What the task requires: Please rewrite all the records below with "Reviewer note" renamed to "Checker note", changing nothing else, and leave the pictures out.

Provided data:
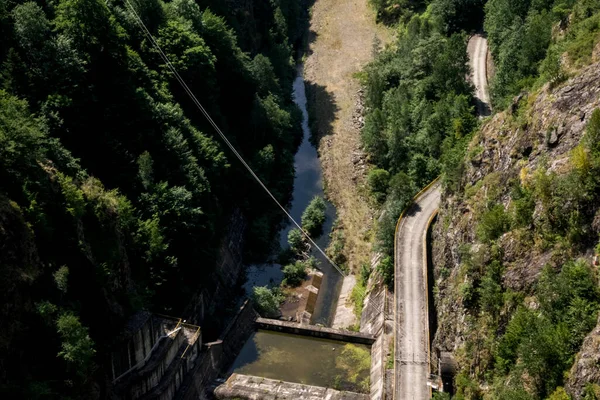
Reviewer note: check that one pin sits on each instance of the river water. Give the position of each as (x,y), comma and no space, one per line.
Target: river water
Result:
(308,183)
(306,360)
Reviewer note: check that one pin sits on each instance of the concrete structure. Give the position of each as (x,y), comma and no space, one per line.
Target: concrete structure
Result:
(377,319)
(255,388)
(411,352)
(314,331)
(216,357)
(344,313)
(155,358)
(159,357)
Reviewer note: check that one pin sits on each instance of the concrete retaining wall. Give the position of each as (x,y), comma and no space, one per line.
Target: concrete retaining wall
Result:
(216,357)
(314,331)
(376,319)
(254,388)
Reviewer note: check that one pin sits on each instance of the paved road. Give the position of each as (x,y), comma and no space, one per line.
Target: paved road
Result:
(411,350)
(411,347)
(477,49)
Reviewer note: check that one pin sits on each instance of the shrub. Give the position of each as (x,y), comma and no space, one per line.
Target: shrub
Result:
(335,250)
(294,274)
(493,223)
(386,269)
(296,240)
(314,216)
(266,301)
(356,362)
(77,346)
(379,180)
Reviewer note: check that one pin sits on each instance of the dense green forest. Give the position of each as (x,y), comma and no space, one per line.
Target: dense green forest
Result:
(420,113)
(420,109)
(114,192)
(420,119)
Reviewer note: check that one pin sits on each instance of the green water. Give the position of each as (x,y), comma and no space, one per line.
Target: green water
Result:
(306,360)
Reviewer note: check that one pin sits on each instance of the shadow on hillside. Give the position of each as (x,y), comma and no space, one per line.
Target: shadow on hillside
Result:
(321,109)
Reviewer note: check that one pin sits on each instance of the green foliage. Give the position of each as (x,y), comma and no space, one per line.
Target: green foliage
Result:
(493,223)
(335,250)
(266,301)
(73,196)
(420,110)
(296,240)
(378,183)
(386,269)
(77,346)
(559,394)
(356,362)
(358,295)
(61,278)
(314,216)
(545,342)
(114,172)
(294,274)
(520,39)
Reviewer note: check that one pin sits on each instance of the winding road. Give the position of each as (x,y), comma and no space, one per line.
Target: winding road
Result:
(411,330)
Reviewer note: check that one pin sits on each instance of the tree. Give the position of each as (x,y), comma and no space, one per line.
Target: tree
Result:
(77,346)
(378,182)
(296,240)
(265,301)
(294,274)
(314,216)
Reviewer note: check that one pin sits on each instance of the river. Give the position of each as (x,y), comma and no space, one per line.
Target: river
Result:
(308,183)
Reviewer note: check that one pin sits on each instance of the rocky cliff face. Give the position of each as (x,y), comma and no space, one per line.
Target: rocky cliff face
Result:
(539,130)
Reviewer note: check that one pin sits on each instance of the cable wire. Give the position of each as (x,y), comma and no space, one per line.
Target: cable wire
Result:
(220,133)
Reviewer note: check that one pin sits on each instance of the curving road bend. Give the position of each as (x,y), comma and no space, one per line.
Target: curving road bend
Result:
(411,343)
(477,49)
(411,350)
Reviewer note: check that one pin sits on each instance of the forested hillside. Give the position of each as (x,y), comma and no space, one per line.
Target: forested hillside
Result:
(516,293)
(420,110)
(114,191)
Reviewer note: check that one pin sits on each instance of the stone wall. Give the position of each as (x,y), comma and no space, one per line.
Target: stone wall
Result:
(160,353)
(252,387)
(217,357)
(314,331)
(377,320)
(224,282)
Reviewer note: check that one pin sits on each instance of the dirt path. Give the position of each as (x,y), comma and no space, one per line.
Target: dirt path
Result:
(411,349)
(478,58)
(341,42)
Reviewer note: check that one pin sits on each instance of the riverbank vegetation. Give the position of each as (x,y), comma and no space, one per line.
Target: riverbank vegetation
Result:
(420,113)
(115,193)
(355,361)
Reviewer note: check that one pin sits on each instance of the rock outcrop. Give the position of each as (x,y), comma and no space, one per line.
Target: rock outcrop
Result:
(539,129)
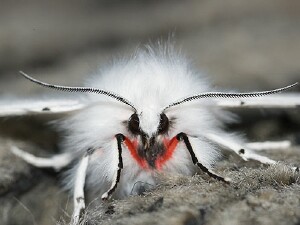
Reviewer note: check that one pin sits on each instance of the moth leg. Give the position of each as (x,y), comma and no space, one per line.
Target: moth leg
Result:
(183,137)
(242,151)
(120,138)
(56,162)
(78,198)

Response for this exercise:
Checker note: check that one pin sits on each instance of the river water. Give the position of each as (x,y), comma and no space, one per line.
Target: river water
Result:
(308,183)
(306,360)
Checker note: check that one pin sits on each instance of the concrete structure. Give the position of each as (x,y), comma and no space, one per line.
Target: concrete structure
Result:
(377,319)
(255,388)
(411,352)
(314,331)
(216,357)
(344,313)
(155,358)
(159,357)
Checker note: check that one pin sits on each instance of the concrete retaining wall. Give the position of each as (x,y), comma and no space, one per line.
Target: concrete retaining wall
Result:
(216,357)
(314,331)
(376,319)
(254,388)
Checker note: check that one pin sits on each instance of the paved road. Give the position of each as (x,y), comma and no space, one per line.
Target: paved road
Result:
(411,350)
(411,347)
(477,49)
Checker note: check that one pin sits on each instance of the shrub. Give the position of each as (x,y), comma and no space, one per line.
Target: shrub
Result:
(335,250)
(294,274)
(493,223)
(386,269)
(296,240)
(314,216)
(266,301)
(356,362)
(77,346)
(379,180)
Checker note: check that one pin sits on each instance of the dense green forest. Give the position of each as (x,y), comma and no space, one per line.
Target: dense green forest
Result:
(420,113)
(420,109)
(114,192)
(420,119)
Checker note: check that one pin sits on each instance of the green water. Give the position of each as (x,y), comma and no space, one per line.
Target: green water
Result:
(306,360)
Checker note: check that one pin sits on each instance of the shadow on hillside. Give the position of each as (x,y), comma and no space, one per line.
Target: shadow on hillside
Result:
(321,109)
Checker note: check that one pin sits on each instance of the green foliage. Give the position of each as (x,y), comma and no space, one per line.
Target: green foliage
Result:
(493,223)
(335,250)
(266,301)
(73,196)
(420,110)
(296,240)
(378,183)
(386,269)
(77,346)
(559,394)
(356,362)
(358,295)
(61,278)
(314,216)
(545,342)
(114,172)
(294,274)
(520,39)
Checker note: check that one pin sits on each instance of the winding road. Give the position of each as (x,y), comma and no space, one per line.
Target: winding road
Result:
(411,330)
Checker note: check that one pin sits on each instance of the tree. Give the position of each as (x,y), comma and no space, one per line.
Target: tree
Result:
(77,346)
(378,182)
(296,240)
(265,301)
(294,274)
(314,216)
Checker note: check that one pin sits on each instance of the river. Give the position of each as (x,y), comma and no space, one per line.
Target: river
Result:
(308,183)
Checker note: check that one pin sits on each instance of the rocky cliff face. Give the position of each as (x,y), comma and no space, one per line.
Target: rocky cliff face
Result:
(539,130)
Checker note: check that one pin sits on each instance of the cable wire. Give the position of each as (x,y), comma and no space, one per line.
Target: cable wire
Result:
(220,133)
Checker note: check that one pin sits on each instance of the curving road bend. Give the position of each as (x,y), comma and no space, one per line.
Target: curving road bend
Result:
(411,343)
(477,49)
(411,350)
Checker note: check that one pin sits on each instance of the forested hillside. Give the position of each as (x,y), comma and no space, one per line.
Target: forested hillside
Result:
(516,293)
(420,110)
(114,191)
Checker note: check that one pin sits on each instance of the stone wall. Give the position of each as (x,y), comma and no space, one per line.
Target: stone wall
Result:
(160,353)
(252,387)
(217,357)
(314,331)
(377,320)
(224,282)
Checker note: check that one pin sits on each instance of the dirt path. Give the position of each as (x,y), comma and no space, one per line.
Target: dirt path
Result:
(411,349)
(478,58)
(341,42)
Checker note: check that one pin sits on each instance of the riverbank vegetation. Give the position of each as (x,y), comma and no space, one per line.
Target: riverbank vegetation
Result:
(420,113)
(115,193)
(355,361)
Checker note: check that one pin sits on each instance of the rock outcrop. Give the position of each as (x,y), comma and no space, one per line.
Target: rock outcrop
Result:
(539,129)
Checker note: check that one pin sits on each instance of the moth leg. Give the position of each as (x,y), comma and no space, one per line.
Target: moth leg
Result:
(183,137)
(242,151)
(120,138)
(56,162)
(78,198)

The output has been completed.